En las últimas semanas, he tenido conocimiento de diversas situaciones que se dan en oficinas bancarias y que afectan especialmente a la gente mayor. Esta es sistemáticamente maltratada y humillada por unos empleados que, si bien cumplen órdenes, no muestran ninguna empatía hacia un colectivo que muy poco puede hacer ya para visualizar su malestar. Desgraciadamente, se acercan a su banco de toda la vida esperando cualquier envite, cualquier desagravio, cualquier desprecio. De hecho, se están acostumbrando a esas situaciones en las que no tienen más que callar y tragar. Las autoridades, sean estas municipales o autonómicas, no han podido con una banca que basa su trabajo en la usura, importándole muy poco las personas y mucho, su dinero.
Hace un año, el gobierno y la banca firmaron un protocolo en el que estas se comprometían a “prestar un mejor servicio a las personas de edad avanzada, menos digitalizadas o más vulnerables”. La iniciativa surgía tras la repercusión que tuvo la campaña promovida por Carlos Sanjuan “Soy mayor, no idiota”. Las medidas, un mero listado de intenciones, no iban más allá de un decálogo en el que destacaban la ampliación del horario de atención presencial, el trato preferente a las personas mayores en las sucursales, la formación específica al personal de banca y acciones de educación financiera, digital y prevención de fraudes a través de talleres, seminarios o herramientas similares, que facilitaran la accesibilidad de los canales a las personas mayores o con discapacidad.

§ **MATERIAL PROPORCIONADO**:
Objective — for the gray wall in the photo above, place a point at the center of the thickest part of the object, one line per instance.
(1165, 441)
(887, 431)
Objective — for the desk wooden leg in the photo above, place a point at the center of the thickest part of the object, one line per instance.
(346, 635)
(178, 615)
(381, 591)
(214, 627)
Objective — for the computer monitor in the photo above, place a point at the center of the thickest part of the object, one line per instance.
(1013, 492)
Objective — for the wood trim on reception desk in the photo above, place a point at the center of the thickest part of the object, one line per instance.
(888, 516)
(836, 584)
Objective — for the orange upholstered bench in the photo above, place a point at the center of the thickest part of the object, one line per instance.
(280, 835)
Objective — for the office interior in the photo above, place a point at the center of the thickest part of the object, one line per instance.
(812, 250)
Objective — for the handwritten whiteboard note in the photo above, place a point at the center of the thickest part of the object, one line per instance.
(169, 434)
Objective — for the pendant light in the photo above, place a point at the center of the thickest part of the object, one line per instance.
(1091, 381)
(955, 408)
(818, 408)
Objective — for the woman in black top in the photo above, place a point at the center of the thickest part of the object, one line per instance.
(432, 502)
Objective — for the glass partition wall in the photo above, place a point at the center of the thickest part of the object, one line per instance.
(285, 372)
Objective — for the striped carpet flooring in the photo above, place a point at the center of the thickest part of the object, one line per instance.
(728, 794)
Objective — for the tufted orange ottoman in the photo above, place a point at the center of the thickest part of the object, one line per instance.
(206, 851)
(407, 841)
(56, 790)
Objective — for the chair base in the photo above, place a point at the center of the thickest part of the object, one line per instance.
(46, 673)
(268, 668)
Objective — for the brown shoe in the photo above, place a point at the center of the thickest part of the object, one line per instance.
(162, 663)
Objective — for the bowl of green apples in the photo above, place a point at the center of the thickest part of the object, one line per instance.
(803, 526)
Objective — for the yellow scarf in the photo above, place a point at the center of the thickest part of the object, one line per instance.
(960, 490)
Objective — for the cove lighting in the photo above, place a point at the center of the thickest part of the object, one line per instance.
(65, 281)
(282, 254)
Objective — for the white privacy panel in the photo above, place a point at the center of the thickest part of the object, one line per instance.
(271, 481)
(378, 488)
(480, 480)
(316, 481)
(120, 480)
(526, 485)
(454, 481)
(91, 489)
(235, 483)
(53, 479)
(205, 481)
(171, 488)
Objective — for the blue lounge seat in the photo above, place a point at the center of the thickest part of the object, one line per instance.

§ **CONSIGNAS DE TRABAJO**:
1. Responda brevemente, a partir del texto sobre el trato bancario a las personas mayores:
(a) ¿Quiénes firmaron el protocolo hace un año?
(b) ¿Cómo se llamaba la campaña promovida por Carlos Sanjuan?
(c) ¿En qué basa su trabajo la banca, según el primer párrafo?
2. Transcriba, del texto sobre el trato bancario a las personas mayores, todo lo que va desde "En las últimas" hasta "mucho, su dinero.", sin alterar nada.

§ **RESPUESTAS**:
1.
(a) El gobierno y la banca.
(b) "Soy mayor, no idiota".
(c) En la usura.

2.
En las últimas semanas, he tenido conocimiento de diversas situaciones que se dan en oficinas bancarias y que afectan especialmente a la gente mayor. Esta es sistemáticamente maltratada y humillada por unos empleados que, si bien cumplen órdenes, no muestran ninguna empatía hacia un colectivo que muy poco puede hacer ya para visualizar su malestar. Desgraciadamente, se acercan a su banco de toda la vida esperando cualquier envite, cualquier desagravio, cualquier desprecio. De hecho, se están acostumbrando a esas situaciones en las que no tienen más que callar y tragar. Las autoridades, sean estas municipales o autonómicas, no han podido con una banca que basa su trabajo en la usura, importándole muy poco las personas y mucho, su dinero.